TASK TO COMPLETE >> Copy out, unchanged, the lines of the records below, starting with the line that contains "Please indicate the microphone" and going on through the last line of the records.

MATERIAL FOR THIS TASK >>
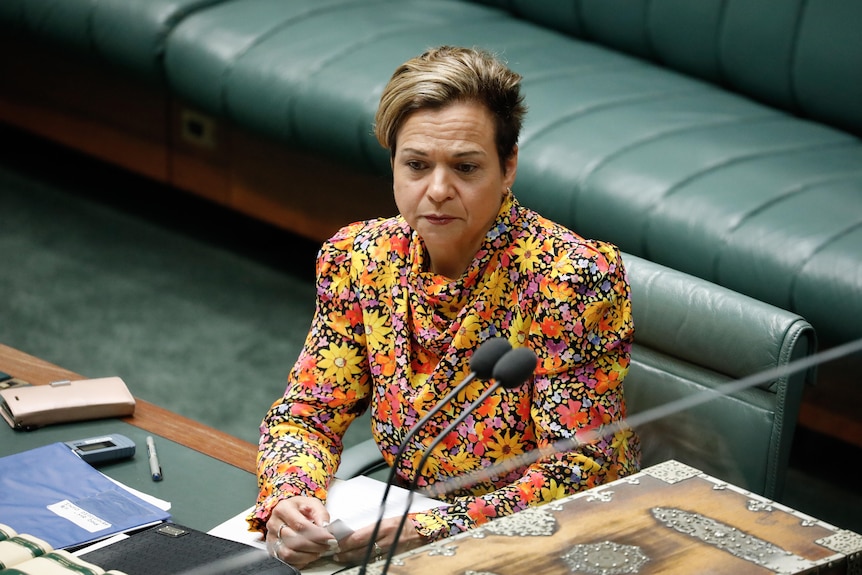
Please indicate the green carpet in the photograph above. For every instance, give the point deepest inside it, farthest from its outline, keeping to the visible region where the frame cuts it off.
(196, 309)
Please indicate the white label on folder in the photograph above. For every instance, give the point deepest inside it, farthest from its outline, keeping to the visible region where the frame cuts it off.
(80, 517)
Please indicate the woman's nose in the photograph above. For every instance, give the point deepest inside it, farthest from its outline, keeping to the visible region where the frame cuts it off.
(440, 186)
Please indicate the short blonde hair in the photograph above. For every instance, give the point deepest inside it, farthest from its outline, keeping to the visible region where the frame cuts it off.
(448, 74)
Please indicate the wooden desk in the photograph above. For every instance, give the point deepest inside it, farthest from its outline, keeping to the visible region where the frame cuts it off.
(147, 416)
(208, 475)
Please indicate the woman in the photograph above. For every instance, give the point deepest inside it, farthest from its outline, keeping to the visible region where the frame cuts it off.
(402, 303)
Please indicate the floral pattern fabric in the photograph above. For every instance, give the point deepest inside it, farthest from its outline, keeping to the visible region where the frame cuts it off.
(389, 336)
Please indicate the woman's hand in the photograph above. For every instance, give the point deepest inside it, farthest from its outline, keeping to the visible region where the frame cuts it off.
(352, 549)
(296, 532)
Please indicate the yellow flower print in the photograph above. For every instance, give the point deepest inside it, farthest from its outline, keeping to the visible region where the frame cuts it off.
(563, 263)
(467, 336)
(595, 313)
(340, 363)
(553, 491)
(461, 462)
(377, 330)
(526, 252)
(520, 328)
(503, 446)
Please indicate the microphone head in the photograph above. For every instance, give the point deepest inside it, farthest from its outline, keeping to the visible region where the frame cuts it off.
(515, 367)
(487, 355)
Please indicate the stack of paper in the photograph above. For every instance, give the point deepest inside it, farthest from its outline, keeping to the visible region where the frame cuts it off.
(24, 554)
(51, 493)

THE SOLUTION >>
Please indicate the microphone head in the photograph above. For every instance, give the point deepest inside it, farthest from its outline, keeping to the visible region where the frame cuts it off.
(515, 367)
(487, 355)
Please indicate the stack of paper in the photograph above. For every instance, give the point deepest inside it, farthest from its outline, keeping to the visible region where the frame cuts it off.
(24, 554)
(51, 493)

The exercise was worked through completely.